Not very many install threads out there for our trucks.  

Mike


----------



## doitor (Aug 16, 2007)

Very nice, Mike.
Loving the locations for the horns. You can get a totally stealth system.
Subscribed.
Keep up the great work.

Jorge


----------



## doitor (Aug 16, 2007)

Mike Hall said:


> Not very many install threads out there for our trucks.
> 
> Mike


Jim has a Red Ranger with a 2" lift.


----------



## Kenny_Cox (Sep 9, 2007)

I really like those kick panels, they are so simple and so clean!


----------



## Mike Hall (Jun 30, 2006)

Thanks ken, Im not going with that setup anymore though. Im a sucker for horns so that's what Im going to go with now.

I got the full body horns out and they do fit better than the minis due to how the driver mounts on the body. But the full bodies are also much taller so they will hang lower and cant be mounted as far back as the minis. Out of the two I do think the full body horns will fit better so I guess I will go with the standard under the dash mounting for now. I just need to figure out where to put the E brake release.  

Mike


----------



## Whiterabbit (May 26, 2006)

are amp links available for those amps?

Can you imagine how great those amps would looked stacked in a row, all wiring invisible?

If I couldn't find amp links, the first thing I'd be looking for is a broken one on ebay. To disassemble and toss on the table saw to MAKE my own links and end caps. 

I see so many possibilities for this car. Very, Very cool. I just love what you did with the stock kickpanels to integrate the aftermarkets. clever and attractive.


----------



## BigRed (Aug 12, 2007)

you could use an actuator, and eliminate the manual mechanism


----------



## waternut (Feb 6, 2008)

Alright, looks great. Am getting ready to do an install in a GMC Sierra 2500 CC 4x4 Duramax diesel and has given me a lot of ideas.Am planing on installing 3 Esoteric two channel amps with lots of sound deadener. Thanks, for the info.


----------



## BigRed (Aug 12, 2007)

Doiter had a mazda whose midbass's are bigger than his rims


----------



## Mike Hall (Jun 30, 2006)

I got the passenger side horn installed. It sure is nice having a plasma, tig and lots of sheet steel laying around. I Make steel mounting brackets that bolt to the steel dash frame. I tig welded nuts on the back of the horn brackets to make it ultra easy to install with just a screw driver.  I will post some pictures later tonight. I have to get the drivers side installed being its going to start raining tonight and rain all day tomorrow. 

Mike


----------



## BigRed (Aug 12, 2007)

show us some pics Mike....lookin forward to the progress


----------



## doitor (Aug 16, 2007)

BigRed said:


> Doiter had a mazda whose midbass's are bigger than his rims


Jim, first and one more time it's doitOr. With an "O".
And second, YES my L8's are bigger than my rims, but I'm going to put a 2" lift like your Red Ranger.


----------



## BigRed (Aug 12, 2007)

sorry man, i started off with the "e" and can't seem to break the habit 

my apologies Doitor!!  Doitor Doitor Doitor...I'm getting it.


----------



## Mike Hall (Jun 30, 2006)

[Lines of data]

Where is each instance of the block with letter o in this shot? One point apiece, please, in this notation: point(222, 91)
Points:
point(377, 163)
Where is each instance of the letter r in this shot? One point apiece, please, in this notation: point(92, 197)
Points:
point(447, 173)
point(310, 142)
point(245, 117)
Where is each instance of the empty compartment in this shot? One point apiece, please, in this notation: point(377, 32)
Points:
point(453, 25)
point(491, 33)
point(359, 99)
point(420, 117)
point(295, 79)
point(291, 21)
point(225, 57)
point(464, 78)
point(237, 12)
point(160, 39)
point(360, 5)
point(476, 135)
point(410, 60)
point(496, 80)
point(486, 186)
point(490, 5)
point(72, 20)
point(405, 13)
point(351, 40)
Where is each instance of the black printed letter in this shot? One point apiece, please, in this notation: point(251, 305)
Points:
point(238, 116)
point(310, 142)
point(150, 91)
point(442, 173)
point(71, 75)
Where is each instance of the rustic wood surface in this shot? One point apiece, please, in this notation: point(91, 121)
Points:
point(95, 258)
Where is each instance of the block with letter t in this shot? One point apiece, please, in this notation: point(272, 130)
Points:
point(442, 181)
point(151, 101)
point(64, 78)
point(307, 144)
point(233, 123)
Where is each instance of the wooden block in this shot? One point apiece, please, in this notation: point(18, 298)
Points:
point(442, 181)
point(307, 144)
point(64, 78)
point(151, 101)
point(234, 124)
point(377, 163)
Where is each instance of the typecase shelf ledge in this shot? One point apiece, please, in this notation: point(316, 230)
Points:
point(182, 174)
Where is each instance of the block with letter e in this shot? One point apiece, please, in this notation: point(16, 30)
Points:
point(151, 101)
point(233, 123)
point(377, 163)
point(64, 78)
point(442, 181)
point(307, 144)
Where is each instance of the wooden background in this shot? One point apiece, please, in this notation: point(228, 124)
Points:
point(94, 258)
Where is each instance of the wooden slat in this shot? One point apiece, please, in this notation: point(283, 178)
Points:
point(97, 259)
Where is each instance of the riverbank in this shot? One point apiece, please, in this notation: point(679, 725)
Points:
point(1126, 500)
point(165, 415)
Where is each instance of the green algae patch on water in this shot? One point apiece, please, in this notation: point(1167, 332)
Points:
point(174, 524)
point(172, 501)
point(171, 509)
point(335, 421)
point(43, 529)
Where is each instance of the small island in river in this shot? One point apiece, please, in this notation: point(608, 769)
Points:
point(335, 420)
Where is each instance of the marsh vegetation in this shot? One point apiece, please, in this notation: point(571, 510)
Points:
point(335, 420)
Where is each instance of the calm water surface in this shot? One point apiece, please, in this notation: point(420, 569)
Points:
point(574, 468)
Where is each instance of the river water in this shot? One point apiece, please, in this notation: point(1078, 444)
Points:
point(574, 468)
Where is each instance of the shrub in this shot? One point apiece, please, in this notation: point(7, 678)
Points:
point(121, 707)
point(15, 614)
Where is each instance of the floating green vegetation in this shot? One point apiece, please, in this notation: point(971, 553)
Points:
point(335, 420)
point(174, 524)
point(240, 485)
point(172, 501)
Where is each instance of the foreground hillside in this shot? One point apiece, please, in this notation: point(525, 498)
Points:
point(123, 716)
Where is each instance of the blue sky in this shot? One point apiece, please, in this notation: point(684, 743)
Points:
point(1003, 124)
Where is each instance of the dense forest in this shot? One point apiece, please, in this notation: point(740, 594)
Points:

▸ Required work:
(1) In the forum thread, why does Mike say the full body horns fit better than the minis, and why can't they be mounted as far back?
(2) Answer these from the forum thread:
(a) What size lift does Jim's Red Ranger have?
(b) What does BigRed suggest using to eliminate the manual mechanism?
(c) How many Esoteric amps is waternut planning to install?
You won't need the items for this work.

▸ Solutions below:
(1) The full body horns fit better because of how the driver mounts on the body. They are also much taller, so they hang lower and can't be mounted as far back as the minis.

(2)
(a) A 2" lift.
(b) An actuator.
(c) Three two-channel amps.